● **WHAT TO WORK ON**
Count the lines in the listing that contain the string "pink", treating uppercase and lowercase as different. Reply with the number alone.

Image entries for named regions
— BEGIN —
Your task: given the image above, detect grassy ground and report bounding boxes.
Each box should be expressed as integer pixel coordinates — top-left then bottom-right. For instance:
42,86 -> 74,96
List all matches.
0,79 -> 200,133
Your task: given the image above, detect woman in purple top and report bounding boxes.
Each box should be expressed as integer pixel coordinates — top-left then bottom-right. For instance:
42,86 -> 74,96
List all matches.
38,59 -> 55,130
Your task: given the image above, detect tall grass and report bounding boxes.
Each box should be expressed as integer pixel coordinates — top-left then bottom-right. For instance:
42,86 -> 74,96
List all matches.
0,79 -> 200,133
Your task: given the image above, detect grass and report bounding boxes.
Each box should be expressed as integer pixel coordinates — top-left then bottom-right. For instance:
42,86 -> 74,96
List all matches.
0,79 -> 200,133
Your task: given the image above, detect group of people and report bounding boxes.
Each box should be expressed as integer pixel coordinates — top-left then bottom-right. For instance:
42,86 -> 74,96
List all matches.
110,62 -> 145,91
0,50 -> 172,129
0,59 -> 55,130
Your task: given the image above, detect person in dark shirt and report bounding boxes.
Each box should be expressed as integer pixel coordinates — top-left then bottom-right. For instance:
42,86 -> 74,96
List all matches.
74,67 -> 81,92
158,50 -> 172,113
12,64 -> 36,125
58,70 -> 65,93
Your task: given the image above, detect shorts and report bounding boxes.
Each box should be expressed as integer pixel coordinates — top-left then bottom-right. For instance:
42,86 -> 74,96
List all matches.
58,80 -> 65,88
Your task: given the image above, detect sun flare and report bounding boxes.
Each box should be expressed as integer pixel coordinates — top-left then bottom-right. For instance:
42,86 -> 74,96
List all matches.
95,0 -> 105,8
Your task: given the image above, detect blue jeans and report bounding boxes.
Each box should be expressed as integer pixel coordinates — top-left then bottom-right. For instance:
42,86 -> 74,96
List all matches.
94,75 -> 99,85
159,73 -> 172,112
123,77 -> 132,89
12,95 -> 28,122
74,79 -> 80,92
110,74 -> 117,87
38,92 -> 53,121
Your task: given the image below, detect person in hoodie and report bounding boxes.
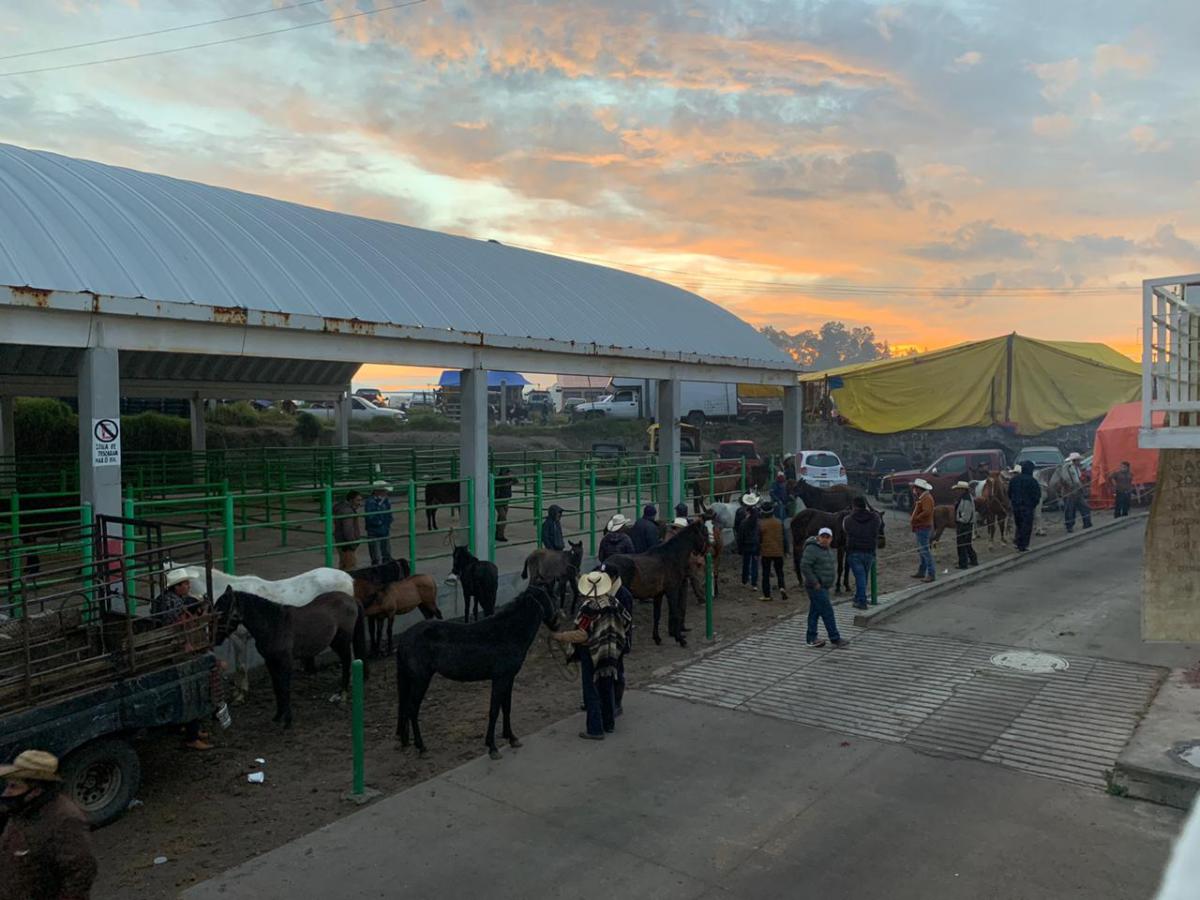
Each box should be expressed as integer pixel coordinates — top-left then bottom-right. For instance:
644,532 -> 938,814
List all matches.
842,497 -> 883,610
1008,460 -> 1042,553
629,503 -> 659,553
541,503 -> 566,550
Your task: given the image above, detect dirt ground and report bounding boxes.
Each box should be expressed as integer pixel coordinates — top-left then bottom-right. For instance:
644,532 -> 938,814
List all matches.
94,501 -> 1111,900
92,565 -> 806,900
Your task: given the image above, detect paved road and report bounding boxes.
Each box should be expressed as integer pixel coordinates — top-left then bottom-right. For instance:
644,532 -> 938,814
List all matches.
186,520 -> 1187,900
883,526 -> 1200,667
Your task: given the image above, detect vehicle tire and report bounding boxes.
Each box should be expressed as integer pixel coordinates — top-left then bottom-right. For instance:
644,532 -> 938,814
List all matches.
60,738 -> 142,828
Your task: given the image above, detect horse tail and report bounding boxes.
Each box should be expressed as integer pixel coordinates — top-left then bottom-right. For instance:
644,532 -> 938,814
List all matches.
353,604 -> 367,682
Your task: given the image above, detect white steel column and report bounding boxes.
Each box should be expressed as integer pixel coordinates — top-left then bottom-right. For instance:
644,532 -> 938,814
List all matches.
784,384 -> 804,466
79,347 -> 121,516
334,385 -> 354,450
0,396 -> 17,457
187,394 -> 208,454
658,378 -> 683,511
458,368 -> 492,559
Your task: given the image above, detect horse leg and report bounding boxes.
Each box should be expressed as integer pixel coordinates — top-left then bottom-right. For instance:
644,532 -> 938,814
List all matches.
484,678 -> 500,760
500,676 -> 521,746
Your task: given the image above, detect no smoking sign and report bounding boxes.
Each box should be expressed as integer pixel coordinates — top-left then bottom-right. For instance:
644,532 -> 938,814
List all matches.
91,419 -> 121,466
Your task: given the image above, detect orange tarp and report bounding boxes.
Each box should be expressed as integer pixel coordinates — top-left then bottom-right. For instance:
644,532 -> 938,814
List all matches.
1091,403 -> 1165,508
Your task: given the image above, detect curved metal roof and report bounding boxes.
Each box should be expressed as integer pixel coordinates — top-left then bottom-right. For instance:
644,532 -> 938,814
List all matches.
0,144 -> 794,368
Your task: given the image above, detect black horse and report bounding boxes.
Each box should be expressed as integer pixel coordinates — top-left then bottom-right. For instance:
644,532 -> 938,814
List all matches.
450,545 -> 500,622
216,586 -> 367,728
396,587 -> 560,760
605,520 -> 708,647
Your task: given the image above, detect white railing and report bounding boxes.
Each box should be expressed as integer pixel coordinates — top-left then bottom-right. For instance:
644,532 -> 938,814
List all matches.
1139,275 -> 1200,448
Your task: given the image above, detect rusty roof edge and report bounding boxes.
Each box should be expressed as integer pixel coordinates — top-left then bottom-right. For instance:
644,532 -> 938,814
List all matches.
0,286 -> 800,373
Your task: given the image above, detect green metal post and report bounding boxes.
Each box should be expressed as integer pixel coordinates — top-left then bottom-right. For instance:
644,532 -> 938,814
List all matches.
487,472 -> 496,560
533,465 -> 547,547
121,487 -> 138,616
320,485 -> 334,568
78,503 -> 96,622
704,550 -> 713,641
588,466 -> 596,556
408,479 -> 416,572
350,659 -> 365,797
221,493 -> 236,575
467,478 -> 475,556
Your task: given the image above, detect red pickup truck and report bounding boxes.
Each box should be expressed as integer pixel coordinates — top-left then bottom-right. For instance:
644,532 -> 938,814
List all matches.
880,450 -> 1008,510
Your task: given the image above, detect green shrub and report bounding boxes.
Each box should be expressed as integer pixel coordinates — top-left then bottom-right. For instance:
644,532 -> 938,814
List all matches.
121,413 -> 192,458
12,397 -> 79,457
205,400 -> 260,428
367,415 -> 403,431
404,412 -> 458,431
295,413 -> 320,444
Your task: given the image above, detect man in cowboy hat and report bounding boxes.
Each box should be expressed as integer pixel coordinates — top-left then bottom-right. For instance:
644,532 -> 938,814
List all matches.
908,478 -> 937,582
552,571 -> 632,740
954,481 -> 979,569
1008,460 -> 1042,553
362,480 -> 392,565
733,491 -> 761,590
596,512 -> 635,563
0,750 -> 96,900
1058,454 -> 1092,534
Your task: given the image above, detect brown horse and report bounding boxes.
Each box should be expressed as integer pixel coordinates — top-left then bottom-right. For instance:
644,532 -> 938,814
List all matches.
605,520 -> 708,647
976,472 -> 1013,544
362,575 -> 442,656
215,586 -> 367,728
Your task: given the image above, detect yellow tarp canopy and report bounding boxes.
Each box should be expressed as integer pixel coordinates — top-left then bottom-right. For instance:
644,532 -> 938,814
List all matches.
800,335 -> 1141,434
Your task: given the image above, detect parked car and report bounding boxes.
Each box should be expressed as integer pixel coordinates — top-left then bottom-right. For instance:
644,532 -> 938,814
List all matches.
854,451 -> 912,497
880,449 -> 1008,510
796,450 -> 850,487
307,396 -> 407,422
354,388 -> 388,407
1013,446 -> 1067,469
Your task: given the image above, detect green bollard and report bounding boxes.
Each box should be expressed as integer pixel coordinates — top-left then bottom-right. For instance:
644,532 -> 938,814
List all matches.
704,550 -> 713,641
350,659 -> 366,797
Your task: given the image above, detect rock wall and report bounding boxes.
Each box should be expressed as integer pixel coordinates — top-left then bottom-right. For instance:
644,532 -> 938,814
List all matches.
1141,450 -> 1200,642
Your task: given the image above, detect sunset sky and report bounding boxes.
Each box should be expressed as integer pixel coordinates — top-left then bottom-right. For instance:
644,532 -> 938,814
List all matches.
0,0 -> 1200,386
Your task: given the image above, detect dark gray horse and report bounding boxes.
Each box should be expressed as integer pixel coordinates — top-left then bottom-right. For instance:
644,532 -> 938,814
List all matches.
216,586 -> 367,728
396,586 -> 560,760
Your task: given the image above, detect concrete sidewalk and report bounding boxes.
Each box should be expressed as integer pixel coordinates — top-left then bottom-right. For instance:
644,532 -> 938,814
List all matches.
185,692 -> 1181,900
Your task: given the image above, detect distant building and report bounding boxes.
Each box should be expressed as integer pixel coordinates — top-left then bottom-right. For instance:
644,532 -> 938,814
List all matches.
551,376 -> 612,412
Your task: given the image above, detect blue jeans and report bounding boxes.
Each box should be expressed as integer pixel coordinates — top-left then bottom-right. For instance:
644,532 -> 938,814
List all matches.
742,550 -> 758,588
846,551 -> 875,604
913,528 -> 937,578
578,646 -> 617,734
804,587 -> 841,643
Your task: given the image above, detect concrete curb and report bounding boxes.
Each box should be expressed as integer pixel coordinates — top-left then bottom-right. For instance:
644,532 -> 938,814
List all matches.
854,512 -> 1150,628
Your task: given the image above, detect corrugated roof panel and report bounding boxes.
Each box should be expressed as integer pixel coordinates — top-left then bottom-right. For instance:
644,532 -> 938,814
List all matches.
0,144 -> 791,367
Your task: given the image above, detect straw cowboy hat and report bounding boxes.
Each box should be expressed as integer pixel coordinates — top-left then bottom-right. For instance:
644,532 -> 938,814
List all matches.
0,750 -> 62,781
167,565 -> 196,588
576,572 -> 620,596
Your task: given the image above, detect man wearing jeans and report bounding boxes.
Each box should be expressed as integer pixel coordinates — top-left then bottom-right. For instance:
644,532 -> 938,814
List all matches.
908,478 -> 937,581
800,528 -> 850,647
842,497 -> 883,610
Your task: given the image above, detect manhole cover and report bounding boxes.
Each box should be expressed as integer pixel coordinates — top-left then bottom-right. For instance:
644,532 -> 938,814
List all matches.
991,650 -> 1069,674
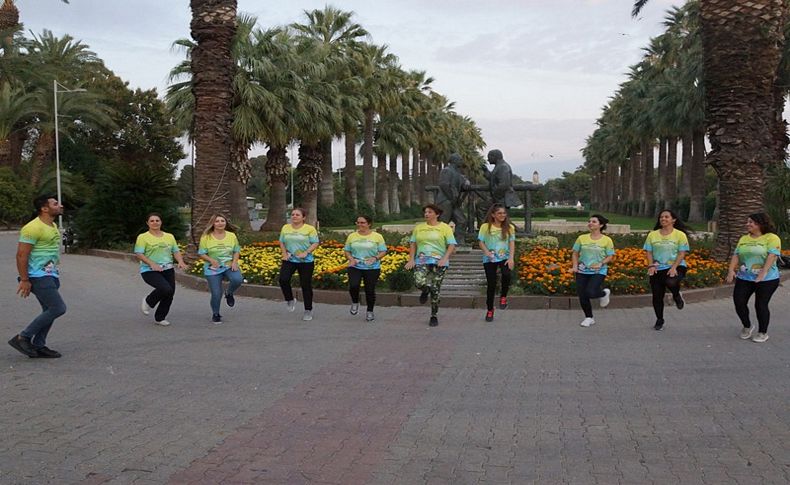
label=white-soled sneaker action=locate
[140,297,153,315]
[598,288,612,308]
[752,332,768,344]
[579,318,595,327]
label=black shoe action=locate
[36,347,62,359]
[672,291,686,310]
[8,335,38,357]
[499,296,507,310]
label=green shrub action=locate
[74,163,186,248]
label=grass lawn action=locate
[324,212,707,231]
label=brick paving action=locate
[0,233,790,484]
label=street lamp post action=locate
[52,79,87,234]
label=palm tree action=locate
[633,0,788,259]
[190,0,237,244]
[291,6,368,206]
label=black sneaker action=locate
[499,296,507,310]
[36,347,62,359]
[672,291,686,310]
[8,335,38,357]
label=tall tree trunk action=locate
[398,150,412,208]
[261,146,289,231]
[5,130,28,172]
[388,155,400,214]
[418,151,429,205]
[0,138,11,167]
[376,151,390,214]
[319,138,335,207]
[689,129,706,222]
[296,141,324,225]
[343,130,357,208]
[411,147,422,205]
[189,0,236,246]
[664,136,678,210]
[639,140,656,217]
[230,140,252,229]
[30,130,55,189]
[362,109,376,207]
[700,0,788,261]
[678,130,694,197]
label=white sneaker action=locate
[752,332,768,344]
[598,288,612,308]
[579,318,595,327]
[140,297,153,315]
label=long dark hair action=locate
[656,209,694,235]
[486,204,510,240]
[203,213,239,236]
[749,212,776,234]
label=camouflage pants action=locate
[414,264,447,316]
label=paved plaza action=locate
[0,233,790,485]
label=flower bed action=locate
[518,247,727,295]
[189,241,409,289]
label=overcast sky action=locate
[16,0,682,180]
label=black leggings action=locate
[280,261,315,310]
[576,273,606,318]
[140,269,176,322]
[348,267,381,312]
[650,266,686,320]
[483,261,511,311]
[732,278,779,333]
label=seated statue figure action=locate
[436,153,470,243]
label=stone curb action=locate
[79,249,790,310]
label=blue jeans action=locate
[206,269,244,315]
[19,276,66,348]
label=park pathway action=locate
[0,233,790,485]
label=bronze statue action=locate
[486,150,522,208]
[436,153,470,243]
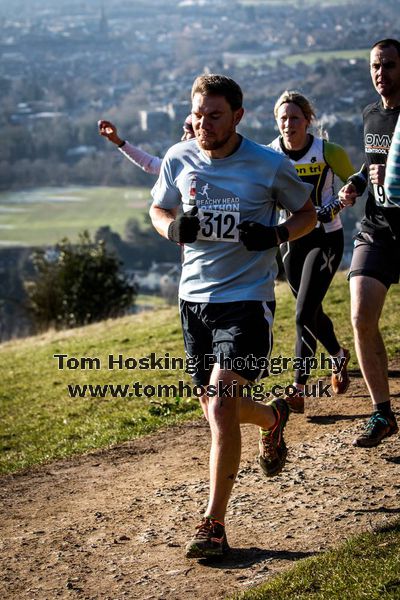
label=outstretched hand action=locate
[97,119,124,146]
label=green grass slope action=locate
[0,273,400,472]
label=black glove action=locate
[168,206,200,244]
[317,198,343,223]
[238,221,279,250]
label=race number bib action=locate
[373,183,399,208]
[197,209,240,242]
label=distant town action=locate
[0,0,400,189]
[0,0,400,340]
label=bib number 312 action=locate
[197,210,240,242]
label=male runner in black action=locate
[339,39,400,447]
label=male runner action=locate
[339,39,400,447]
[150,75,316,558]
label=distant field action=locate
[282,49,370,65]
[225,49,370,67]
[0,187,150,246]
[240,0,349,6]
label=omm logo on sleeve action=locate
[365,133,392,154]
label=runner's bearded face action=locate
[370,46,400,99]
[192,93,241,151]
[276,102,310,150]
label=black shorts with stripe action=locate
[349,231,400,289]
[180,300,275,385]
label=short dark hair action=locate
[371,38,400,56]
[191,73,243,110]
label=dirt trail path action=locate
[0,360,400,600]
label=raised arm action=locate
[98,120,162,175]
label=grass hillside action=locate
[0,273,400,472]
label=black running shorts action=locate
[180,300,275,385]
[349,231,400,289]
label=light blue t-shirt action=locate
[151,138,312,302]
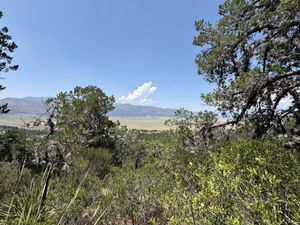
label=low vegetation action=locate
[0,0,300,225]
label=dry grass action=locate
[0,115,170,131]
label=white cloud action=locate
[118,81,157,104]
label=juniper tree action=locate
[0,11,18,113]
[193,0,300,137]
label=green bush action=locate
[166,139,300,225]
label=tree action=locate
[194,0,300,138]
[47,86,116,149]
[0,11,18,113]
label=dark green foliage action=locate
[47,86,116,149]
[76,148,112,179]
[194,0,300,138]
[0,128,27,164]
[166,139,300,224]
[0,11,18,113]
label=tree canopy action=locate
[0,11,18,113]
[194,0,300,137]
[47,86,115,148]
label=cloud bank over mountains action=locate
[118,81,157,104]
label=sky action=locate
[0,0,222,110]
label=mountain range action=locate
[0,97,176,117]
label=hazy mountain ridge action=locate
[0,97,176,117]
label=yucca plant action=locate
[0,170,50,225]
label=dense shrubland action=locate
[0,0,300,225]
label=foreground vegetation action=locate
[0,0,300,225]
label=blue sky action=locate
[0,0,222,110]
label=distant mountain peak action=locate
[0,96,176,117]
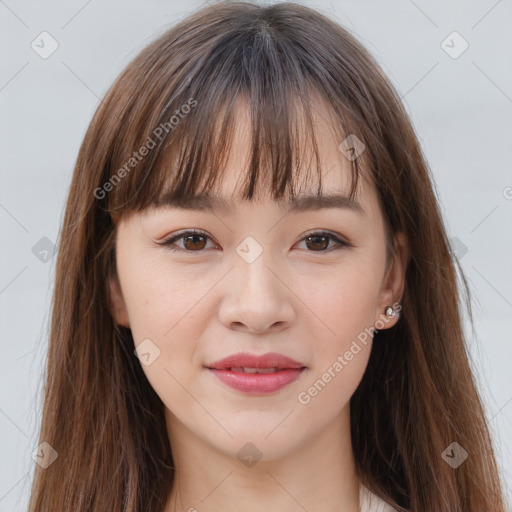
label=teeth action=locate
[230,366,279,373]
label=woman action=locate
[30,2,504,512]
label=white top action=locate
[359,485,396,512]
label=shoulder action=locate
[359,485,396,512]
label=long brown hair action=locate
[30,2,504,512]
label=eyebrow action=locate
[155,192,365,215]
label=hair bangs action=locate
[107,10,369,222]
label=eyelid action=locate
[156,228,355,254]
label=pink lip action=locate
[206,352,305,395]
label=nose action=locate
[219,251,295,334]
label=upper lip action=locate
[206,352,305,370]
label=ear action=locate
[109,274,130,328]
[375,232,409,330]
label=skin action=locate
[110,100,407,512]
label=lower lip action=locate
[208,368,305,395]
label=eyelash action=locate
[157,230,354,253]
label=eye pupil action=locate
[183,235,206,249]
[307,235,329,250]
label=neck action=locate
[164,407,359,512]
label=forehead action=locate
[155,93,375,214]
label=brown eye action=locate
[306,235,329,251]
[301,231,353,252]
[183,234,206,251]
[159,231,216,253]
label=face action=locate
[111,100,404,460]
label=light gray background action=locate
[0,0,512,512]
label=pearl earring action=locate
[384,306,396,318]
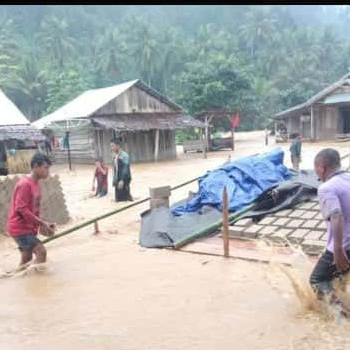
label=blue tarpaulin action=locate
[172,147,292,215]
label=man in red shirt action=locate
[7,153,55,268]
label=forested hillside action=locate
[0,5,350,130]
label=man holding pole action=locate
[7,153,55,270]
[111,139,132,202]
[310,148,350,314]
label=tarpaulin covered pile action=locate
[140,149,318,248]
[172,148,291,215]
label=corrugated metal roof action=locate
[0,90,30,125]
[323,94,350,104]
[0,125,45,141]
[272,73,350,119]
[33,79,180,129]
[33,80,137,129]
[92,112,204,131]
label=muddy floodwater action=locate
[0,132,350,350]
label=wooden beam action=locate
[311,105,315,140]
[204,116,209,151]
[231,128,235,151]
[154,129,159,161]
[200,129,207,158]
[222,186,230,258]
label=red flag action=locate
[231,112,239,129]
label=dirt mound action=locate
[0,175,69,233]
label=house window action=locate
[339,107,350,134]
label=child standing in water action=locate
[92,158,108,197]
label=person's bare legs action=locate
[33,243,47,264]
[17,250,33,271]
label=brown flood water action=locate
[0,133,350,350]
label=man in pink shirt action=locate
[310,148,350,300]
[7,153,55,268]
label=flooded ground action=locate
[0,132,350,350]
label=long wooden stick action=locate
[222,186,230,258]
[42,177,200,243]
[174,202,256,249]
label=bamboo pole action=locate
[222,186,230,258]
[42,177,199,243]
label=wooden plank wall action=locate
[125,130,176,162]
[314,105,338,140]
[54,127,96,164]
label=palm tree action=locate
[39,16,75,68]
[96,29,126,82]
[239,7,276,58]
[9,56,46,121]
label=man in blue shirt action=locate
[111,139,132,202]
[289,134,301,171]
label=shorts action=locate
[12,234,41,252]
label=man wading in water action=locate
[310,148,350,312]
[111,139,132,202]
[7,153,55,270]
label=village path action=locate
[0,132,350,350]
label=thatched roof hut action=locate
[34,79,204,163]
[0,90,44,141]
[273,73,350,140]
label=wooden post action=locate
[222,186,230,258]
[310,105,315,141]
[94,221,100,235]
[66,131,72,170]
[204,116,209,151]
[154,129,159,161]
[231,128,235,151]
[201,129,207,159]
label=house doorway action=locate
[339,107,350,134]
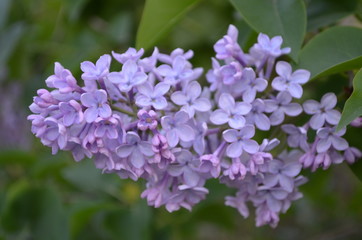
— END —
● **PROBLEM SOLUTION**
2